In 1990 the imputation process will be a high feat of statistical computing. It would be relatively easy to get national or regional averages of age, income, and other characteristics, and simply slip those numbers into every known blank slot. But that would seriously compromise the overall reliability of the data and would produce wildly inaccurate portraits of areas where the undercount is high. Instead, the bureau will use a process called “hot-deck” imputation. Census Bureau computers scan through forms at rates of up to forty a minute. The forms come in sequence from the same general geographic area, and the bureau assumes that people who live near each other are similar. When the computer sees a blank slot, it automatically inserts the data from the previous questionnaire. Imputation added more than 3.5 million people to the count in 1980. In other words, 1.5 percent of the official 1980 count consisted of people who were merely assumed to exist. Because of imputation a congressional seat was taken away from Indiana and given to Florida.

THE CENSUS BUREAU thinks that in 1980, despite imputation, it may have failed to count as many as 3,171,000 people, or 1.4 percent of the U.S. population. The roughness or precision of an estimate like that one lies at the heart of a debate that has been going on in Congress over census adjustment.

The undercount estimate for 1980 was the product of demographic analysis, a statistical technique pioneered in the 1950s by Ansley J. Coale, a demographer at Princeton University. One of the basic rules of demography is that there are only three ways for a population‘s size to change: birth, death, and emigration or immigration. In the 1930s for the first time it became possible in the United States to procure reliable statistics of all three kinds from the whole country. Demographers use these data for different population groups to create a model that “ages” the U.S. population as a whole from one census to the next. The difference between the demographic projection and the actual enumeration provides an estimate of the undercount or overcount. It provides an estimate, to use the term of art, of the “error of closure.”

The likelihood of undercounting matters deeply to many communities, because, as is well known, billions of dollars from Washington are distributed according to formulas that derive from census data. In 1980 some three dozen cities separately sued the federal government for alleged census undercounting. They demanded that the estimated undercount somehow be worked back into the official total, so that they could get their “rightful” share of money.

Tasks to complete:
[1] Recast the lines of the listing below, from the line with "the man's beard." up to and including the last line of the listing, as a Markdown table with the columns Row and Line, leaving out blank lines.
[2] Please extend the passage on the census undercount, picking up after its final sentence.

Material provided:
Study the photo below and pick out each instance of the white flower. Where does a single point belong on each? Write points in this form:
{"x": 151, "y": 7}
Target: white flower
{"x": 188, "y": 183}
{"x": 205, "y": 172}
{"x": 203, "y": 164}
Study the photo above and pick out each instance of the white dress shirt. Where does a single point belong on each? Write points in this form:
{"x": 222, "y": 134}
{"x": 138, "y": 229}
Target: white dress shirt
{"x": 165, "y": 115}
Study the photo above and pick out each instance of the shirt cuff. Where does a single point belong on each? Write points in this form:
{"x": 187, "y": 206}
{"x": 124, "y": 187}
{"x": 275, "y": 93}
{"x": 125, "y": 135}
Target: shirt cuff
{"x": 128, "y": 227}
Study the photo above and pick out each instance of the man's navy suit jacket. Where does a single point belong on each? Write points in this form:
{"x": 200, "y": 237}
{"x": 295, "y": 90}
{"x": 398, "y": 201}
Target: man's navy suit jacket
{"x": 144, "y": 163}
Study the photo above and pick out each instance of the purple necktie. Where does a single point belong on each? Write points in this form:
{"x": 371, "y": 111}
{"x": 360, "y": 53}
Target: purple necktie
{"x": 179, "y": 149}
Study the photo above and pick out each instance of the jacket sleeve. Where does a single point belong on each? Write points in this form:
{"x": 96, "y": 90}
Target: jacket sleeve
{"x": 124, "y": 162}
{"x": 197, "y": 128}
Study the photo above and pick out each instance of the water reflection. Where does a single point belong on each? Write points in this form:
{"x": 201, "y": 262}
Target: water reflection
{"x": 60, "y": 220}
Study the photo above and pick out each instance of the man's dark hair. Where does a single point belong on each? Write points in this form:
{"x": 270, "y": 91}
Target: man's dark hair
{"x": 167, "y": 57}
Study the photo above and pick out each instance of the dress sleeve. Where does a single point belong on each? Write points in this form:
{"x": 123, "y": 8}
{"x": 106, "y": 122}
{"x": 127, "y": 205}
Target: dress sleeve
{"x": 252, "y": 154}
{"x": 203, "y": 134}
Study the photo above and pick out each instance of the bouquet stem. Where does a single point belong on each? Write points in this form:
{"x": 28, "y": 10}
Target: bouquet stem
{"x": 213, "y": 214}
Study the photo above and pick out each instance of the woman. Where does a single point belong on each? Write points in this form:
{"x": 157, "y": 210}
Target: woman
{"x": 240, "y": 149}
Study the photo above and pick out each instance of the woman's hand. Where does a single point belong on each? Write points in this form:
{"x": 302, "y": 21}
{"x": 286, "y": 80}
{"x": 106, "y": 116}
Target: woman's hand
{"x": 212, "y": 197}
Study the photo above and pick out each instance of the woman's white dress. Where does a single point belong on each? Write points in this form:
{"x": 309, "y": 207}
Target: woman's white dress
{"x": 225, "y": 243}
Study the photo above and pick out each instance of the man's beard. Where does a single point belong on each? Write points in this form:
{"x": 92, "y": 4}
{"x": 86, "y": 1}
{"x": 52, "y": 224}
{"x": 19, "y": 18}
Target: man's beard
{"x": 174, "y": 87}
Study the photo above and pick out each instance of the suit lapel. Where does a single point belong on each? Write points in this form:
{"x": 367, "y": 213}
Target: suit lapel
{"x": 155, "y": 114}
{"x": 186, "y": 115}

Task-by-task results:
[1]
| Row | Line |
|---|---|
| 1 | Study the photo above and pick out each instance of the man's beard. Where does a single point belong on each? Write points in this form: |
| 2 | {"x": 92, "y": 4} |
| 3 | {"x": 86, "y": 1} |
| 4 | {"x": 52, "y": 224} |
| 5 | {"x": 19, "y": 18} |
| 6 | Target: man's beard |
| 7 | {"x": 174, "y": 87} |
| 8 | Study the photo above and pick out each instance of the suit lapel. Where does a single point belong on each? Write points in this form: |
| 9 | {"x": 367, "y": 213} |
| 10 | Target: suit lapel |
| 11 | {"x": 155, "y": 114} |
| 12 | {"x": 186, "y": 115} |

[2]
There had been a long debate on this issue among statisticians prior to 1980, and in the end the Census Bureau decided that demographic analysis was simply too blunt an instrument and that an adjustment could conceivably put more error into the count than it would remove. The bureau decided not to adjust the data, and it finally won the last of the lawsuits last spring. But after 1980 a small group of bureau officials and other statisticians devoted themselves to a search for an adjustment procedure that would in fact reduce error. Last year, they believe, they found it.

The model they devised is quite complex, and a beautiful example of the statistician’s art. It would depend on a large post-census survey of about 300,000 households, which would generate data to compare with census data. This would be the largest single household survey ever done in the United States except for the census itself. According to Barbara Bailar, the chief of the bureau team that came up with the model, 300,000 households is the sample size statistically necessary to prevent the level of error from exceeding one percent—the level that the bureau considers tolerable. The post-enumeration survey would be based on a sample of thousands of “blocks,” each consisting of a highly specific population segment, such as blacks in Los Angeles. The blocks would then be grouped into a smaller number of demographically similar “strata,” and a sample of blocks that reflected the overall characteristics of each stratum would be chosen. After the regular census ended, the bureau would go to the sample blocks and conduct a second, more intensive enumeration. When the forms from the second survey were ready, they would be matched to the forms from the original census. The difference in the results would indicate the size of the undercount or overcount. For example, if the post-enumeration survey showed that there were 18 percent more blacks in inner cities than were counted in the census, then the original count of black inner-city men would be increased by 18 percent.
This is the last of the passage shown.